* Exercise directions *
Repeat every one of the lines below word for word, but leave the pictures out.

(Collected data)
■ ■ ■ ■ ■

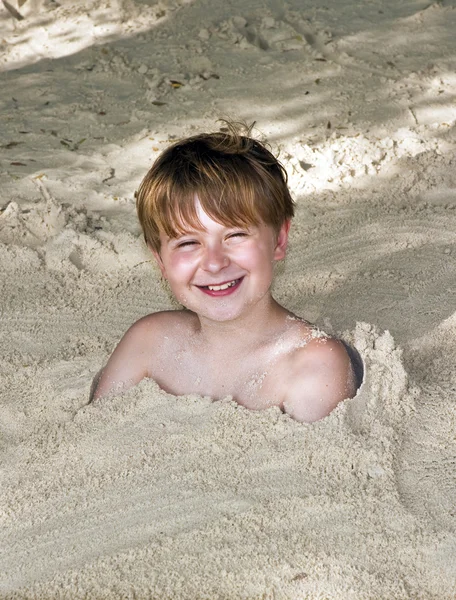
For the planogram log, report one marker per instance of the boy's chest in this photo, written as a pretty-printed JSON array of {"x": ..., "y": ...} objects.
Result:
[{"x": 255, "y": 381}]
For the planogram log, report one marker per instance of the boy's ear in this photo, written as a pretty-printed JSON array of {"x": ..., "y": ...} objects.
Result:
[
  {"x": 159, "y": 261},
  {"x": 282, "y": 241}
]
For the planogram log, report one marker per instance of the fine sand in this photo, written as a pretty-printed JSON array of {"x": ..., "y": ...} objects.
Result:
[{"x": 147, "y": 495}]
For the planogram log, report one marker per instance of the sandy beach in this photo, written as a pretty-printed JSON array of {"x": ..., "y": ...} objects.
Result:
[{"x": 151, "y": 496}]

■ ■ ■ ■ ■

* Exercise result *
For the planogram log, report one marker per instance of the boy's chest in this photo, written as a pretty-printed JSON array of {"x": ..., "y": ...} objects.
Result:
[{"x": 255, "y": 381}]
For the planogram log, report one marker per instance of the boy's ear in this photo, written as a pretty-printed JSON array of {"x": ..., "y": ...} objects.
Result:
[
  {"x": 159, "y": 261},
  {"x": 282, "y": 241}
]
For the planogram log, report one marker per instance of the fine sand in this photo, written as a pretty-printed JSON array of {"x": ..., "y": ...} objects.
Result:
[{"x": 147, "y": 495}]
For the planogram log, report one marker per instance of the sandy beach in this photo, written as a pretty-printed JSON array of {"x": ..., "y": ...} objects.
Result:
[{"x": 151, "y": 496}]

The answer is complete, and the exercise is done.